Clinical Advances in Hematology & Oncology

June 2019 - Volume 17, Issue 6

Letter From the Editor: The Median Isn’t the Message

Richard R. Furman, MD


In his letter last month, Dr Daniel George discussed the term “outcomes” in oncology research and how it applies to patients. One impression I was left with after reading his editorial is how unproductive it can be for cancer patients to hear only median values. Although half of patients fall on each side of the median, the majority of patients can be located away from this value unless the curve makes a perfect bell shape. We see this in hematology when a patient with microcytic anemia has two distinct populations of red blood cells after receiving a blood transfusion. The mean corpuscular volume may be normal, but none of the individual cells match the mean. Use of the mean can hide important information regarding red blood cells; does using the median do the same regarding subgroups of patients?

Two quotes regarding statistics come to mind. The first quote, by William Winwood Reade, is cited by Arthur Conan Doyle in his book, The Sign of Four. In it, Sherlock Holmes remarks to Watson, “While the individual man is an insoluble puzzle, in the aggregate he becomes a mathematical certainty. You can, for example, never foretell what any one man will do, but you can say with precision what an average number will be up to. Individuals vary, but percentages remain constant.” This quote exemplifies the idea that statistics are useful for predicting how a population will do, but not an individual. The second quote, by Stephen Jay Gould, is that “the median isn’t the message.” In his essay by the same title, he described his odyssey with mesothelioma. Told of the 8-month median survival for his condition, Gould set out dissecting the statistics to glean any signs of hope. As it turned out, Gould survived another 20 years, dying of a different cancer. He was part of the right-skewed curve that provides hope to all of our patients with terminal cancer.

# WHAT TO PRODUCE:
Rewrite the paragraph of the editor's letter that begins "Two quotes regarding statistics come to mind" as a bulleted list, keeping its main facts. Rely solely on the editor's letter above.

# RAW DATA:
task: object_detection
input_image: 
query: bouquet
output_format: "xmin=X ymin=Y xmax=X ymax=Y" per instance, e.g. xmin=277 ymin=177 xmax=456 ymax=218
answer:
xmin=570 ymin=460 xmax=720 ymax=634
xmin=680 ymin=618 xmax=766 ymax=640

# RESPONSE:
- Two quotes about statistics come to mind.
- The first, by William Winwood Reade, appears in Arthur Conan Doyle's *The Sign of Four*. In it, Sherlock Holmes tells Watson that an individual is an insoluble puzzle but in the aggregate becomes a mathematical certainty: individuals vary, but percentages remain constant.
- This quote shows that statistics can predict how a population will do, but not how an individual will do.
- The second, by Stephen Jay Gould, is "the median isn't the message." It is also the title of his essay about his experience with mesothelioma.
- Told that the median survival for his condition was 8 months, Gould examined the statistics for signs of hope.
- He survived another 20 years and died of a different cancer.
- He belonged to the right-skewed curve that gives hope to all patients with terminal cancer.